● What needs to be done
Count the lines in the records below that contain the string "trim". Reply with the number only.

Rows from a dataset of box labels
(begin)
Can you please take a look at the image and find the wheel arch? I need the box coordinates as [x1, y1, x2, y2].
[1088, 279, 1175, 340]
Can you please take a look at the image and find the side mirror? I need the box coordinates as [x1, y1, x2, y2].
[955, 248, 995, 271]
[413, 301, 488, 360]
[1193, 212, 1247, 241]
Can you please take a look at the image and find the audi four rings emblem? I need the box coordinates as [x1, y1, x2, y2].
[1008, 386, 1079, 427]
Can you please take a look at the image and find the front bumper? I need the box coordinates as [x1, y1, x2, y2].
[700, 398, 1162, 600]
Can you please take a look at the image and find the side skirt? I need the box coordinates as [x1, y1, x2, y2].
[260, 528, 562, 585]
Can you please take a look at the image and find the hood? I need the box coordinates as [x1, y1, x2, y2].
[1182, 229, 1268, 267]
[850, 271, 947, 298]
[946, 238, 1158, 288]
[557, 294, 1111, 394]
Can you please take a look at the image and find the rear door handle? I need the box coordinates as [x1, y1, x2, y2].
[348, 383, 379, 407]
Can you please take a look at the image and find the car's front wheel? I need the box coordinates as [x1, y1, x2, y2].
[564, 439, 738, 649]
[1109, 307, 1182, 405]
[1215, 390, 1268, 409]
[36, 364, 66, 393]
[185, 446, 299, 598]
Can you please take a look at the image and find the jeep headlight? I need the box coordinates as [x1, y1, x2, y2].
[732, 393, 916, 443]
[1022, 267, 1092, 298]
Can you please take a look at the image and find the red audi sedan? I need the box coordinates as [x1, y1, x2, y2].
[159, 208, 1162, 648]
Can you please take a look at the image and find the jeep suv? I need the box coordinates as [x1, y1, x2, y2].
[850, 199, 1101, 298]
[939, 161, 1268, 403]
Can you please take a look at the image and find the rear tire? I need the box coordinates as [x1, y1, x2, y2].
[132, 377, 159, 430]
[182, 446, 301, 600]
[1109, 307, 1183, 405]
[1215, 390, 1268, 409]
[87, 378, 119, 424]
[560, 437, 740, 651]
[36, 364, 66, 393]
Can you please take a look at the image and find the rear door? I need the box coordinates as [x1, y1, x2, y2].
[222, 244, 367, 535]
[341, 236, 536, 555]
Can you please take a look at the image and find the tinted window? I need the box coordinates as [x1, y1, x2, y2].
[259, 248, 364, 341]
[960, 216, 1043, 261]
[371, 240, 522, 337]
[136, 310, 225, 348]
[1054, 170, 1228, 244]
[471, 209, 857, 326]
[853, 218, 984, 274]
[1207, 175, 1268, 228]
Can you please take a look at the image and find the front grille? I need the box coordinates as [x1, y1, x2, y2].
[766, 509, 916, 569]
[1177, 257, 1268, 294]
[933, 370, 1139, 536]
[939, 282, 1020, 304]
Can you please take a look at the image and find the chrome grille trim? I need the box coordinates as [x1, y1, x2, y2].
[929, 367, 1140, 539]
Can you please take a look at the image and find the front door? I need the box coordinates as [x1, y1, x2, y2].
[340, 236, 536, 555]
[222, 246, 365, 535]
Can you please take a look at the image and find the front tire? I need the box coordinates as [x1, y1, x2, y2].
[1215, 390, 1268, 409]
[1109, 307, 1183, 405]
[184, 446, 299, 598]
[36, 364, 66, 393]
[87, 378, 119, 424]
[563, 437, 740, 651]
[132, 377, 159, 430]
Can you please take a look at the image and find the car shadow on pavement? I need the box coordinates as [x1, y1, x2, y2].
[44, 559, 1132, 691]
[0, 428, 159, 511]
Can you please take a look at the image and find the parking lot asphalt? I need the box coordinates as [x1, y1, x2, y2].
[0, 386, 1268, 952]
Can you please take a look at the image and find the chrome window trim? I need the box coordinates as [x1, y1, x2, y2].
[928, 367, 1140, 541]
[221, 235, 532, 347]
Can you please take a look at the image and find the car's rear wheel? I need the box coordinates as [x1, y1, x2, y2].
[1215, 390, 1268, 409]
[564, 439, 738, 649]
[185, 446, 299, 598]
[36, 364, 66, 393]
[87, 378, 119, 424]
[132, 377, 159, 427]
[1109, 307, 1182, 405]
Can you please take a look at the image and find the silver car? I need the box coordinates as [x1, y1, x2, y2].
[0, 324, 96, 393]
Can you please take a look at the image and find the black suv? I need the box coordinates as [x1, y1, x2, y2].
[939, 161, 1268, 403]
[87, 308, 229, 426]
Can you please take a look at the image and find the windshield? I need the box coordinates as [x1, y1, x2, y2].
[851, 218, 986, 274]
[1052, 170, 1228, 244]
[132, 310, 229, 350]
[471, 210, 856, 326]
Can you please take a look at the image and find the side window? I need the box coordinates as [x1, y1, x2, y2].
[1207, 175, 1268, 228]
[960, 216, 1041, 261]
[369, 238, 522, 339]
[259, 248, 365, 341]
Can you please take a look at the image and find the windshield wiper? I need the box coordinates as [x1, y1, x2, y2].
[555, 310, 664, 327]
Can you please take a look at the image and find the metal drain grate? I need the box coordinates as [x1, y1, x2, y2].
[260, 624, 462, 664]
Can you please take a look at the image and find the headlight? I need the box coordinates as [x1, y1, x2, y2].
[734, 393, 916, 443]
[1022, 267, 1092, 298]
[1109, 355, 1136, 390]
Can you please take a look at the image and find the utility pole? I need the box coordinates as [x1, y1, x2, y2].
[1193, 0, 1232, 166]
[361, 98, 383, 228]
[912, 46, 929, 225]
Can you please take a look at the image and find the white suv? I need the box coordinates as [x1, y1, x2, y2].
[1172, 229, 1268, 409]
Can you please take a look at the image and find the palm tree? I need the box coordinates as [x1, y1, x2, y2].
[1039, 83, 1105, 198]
(end)
● Exercise result
2